#### 任务要求 1:
从记录中含有"# for each instance of the sky, put"的那一行起,一直到记录最后一行为止,把这些行原样摘录出来。

#### 所示文段:
<<<<

武松濤是等離子體所副所長,EAST的裝置主機負責人。“我1983年華中工學院畢業,專業是光學工程,如果始終停留在原有專業就走不到今天。大學只能是‘師傅引進門’,工作上‘修行’的道路更漫長,要在等離子體所幹好就必須懂得聚變,到處找這方面的書自學。”
武松濤找到壹本《受控熱核聚變實驗裝置概論》。油印講義因年代久遠已卷邊發毛,但扉頁上“中國科學技術大學四系”“壹九七九年十二月”字樣尚清晰可辨,“不記得當時是向誰借的,它只有上本沒有下本,我得到後如獲至寶,通宵達旦地看了好幾遍。”

>>>>

#### 任务要求 2:
将讲述武松濤自学聚变知识的这段文字完整照抄一遍,一字不改。

#### 已保存记录:
<<<<

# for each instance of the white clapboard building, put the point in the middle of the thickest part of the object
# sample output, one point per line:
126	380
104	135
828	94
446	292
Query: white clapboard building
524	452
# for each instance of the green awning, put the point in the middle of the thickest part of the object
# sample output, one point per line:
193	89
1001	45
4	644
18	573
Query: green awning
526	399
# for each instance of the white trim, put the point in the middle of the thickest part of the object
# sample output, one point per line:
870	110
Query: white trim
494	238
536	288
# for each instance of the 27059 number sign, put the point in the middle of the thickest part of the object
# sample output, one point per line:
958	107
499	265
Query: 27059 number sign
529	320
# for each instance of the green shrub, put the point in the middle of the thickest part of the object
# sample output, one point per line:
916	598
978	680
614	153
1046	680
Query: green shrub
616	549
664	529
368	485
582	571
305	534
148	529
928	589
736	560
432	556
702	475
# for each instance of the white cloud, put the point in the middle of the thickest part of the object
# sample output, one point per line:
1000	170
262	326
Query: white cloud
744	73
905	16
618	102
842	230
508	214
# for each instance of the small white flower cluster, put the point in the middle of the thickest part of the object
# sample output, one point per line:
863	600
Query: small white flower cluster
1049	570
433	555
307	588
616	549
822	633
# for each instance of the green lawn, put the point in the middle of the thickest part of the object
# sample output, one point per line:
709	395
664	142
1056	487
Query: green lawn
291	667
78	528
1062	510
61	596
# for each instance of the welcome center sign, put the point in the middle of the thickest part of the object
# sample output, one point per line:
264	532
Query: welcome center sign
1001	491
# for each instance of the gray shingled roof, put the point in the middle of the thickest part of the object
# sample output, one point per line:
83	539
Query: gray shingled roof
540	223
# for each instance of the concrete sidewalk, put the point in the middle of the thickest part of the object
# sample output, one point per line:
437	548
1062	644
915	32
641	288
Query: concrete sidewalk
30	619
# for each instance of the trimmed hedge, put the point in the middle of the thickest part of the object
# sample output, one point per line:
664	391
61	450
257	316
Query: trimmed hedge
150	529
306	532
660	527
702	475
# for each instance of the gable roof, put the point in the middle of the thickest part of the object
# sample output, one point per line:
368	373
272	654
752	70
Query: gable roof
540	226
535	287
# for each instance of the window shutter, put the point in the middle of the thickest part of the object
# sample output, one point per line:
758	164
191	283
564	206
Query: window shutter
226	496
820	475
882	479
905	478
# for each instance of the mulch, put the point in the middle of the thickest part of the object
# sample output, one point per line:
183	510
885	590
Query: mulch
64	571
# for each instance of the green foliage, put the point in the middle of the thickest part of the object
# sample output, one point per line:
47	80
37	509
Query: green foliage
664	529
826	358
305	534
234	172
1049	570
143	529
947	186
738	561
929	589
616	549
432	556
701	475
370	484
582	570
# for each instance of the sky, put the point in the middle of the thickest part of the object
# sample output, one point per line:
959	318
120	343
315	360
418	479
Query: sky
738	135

>>>>

#### 练习结果 1:
# for each instance of the sky, put the point in the middle of the thickest part of the object
# sample output, one point per line:
959	318
120	343
315	360
418	479
Query: sky
738	135

#### 练习结果 2:
武松濤是等離子體所副所長,EAST的裝置主機負責人。“我1983年華中工學院畢業,專業是光學工程,如果始終停留在原有專業就走不到今天。大學只能是‘師傅引進門’,工作上‘修行’的道路更漫長,要在等離子體所幹好就必須懂得聚變,到處找這方面的書自學。”
武松濤找到壹本《受控熱核聚變實驗裝置概論》。油印講義因年代久遠已卷邊發毛,但扉頁上“中國科學技術大學四系”“壹九七九年十二月”字樣尚清晰可辨,“不記得當時是向誰借的,它只有上本沒有下本,我得到後如獲至寶,通宵達旦地看了好幾遍。”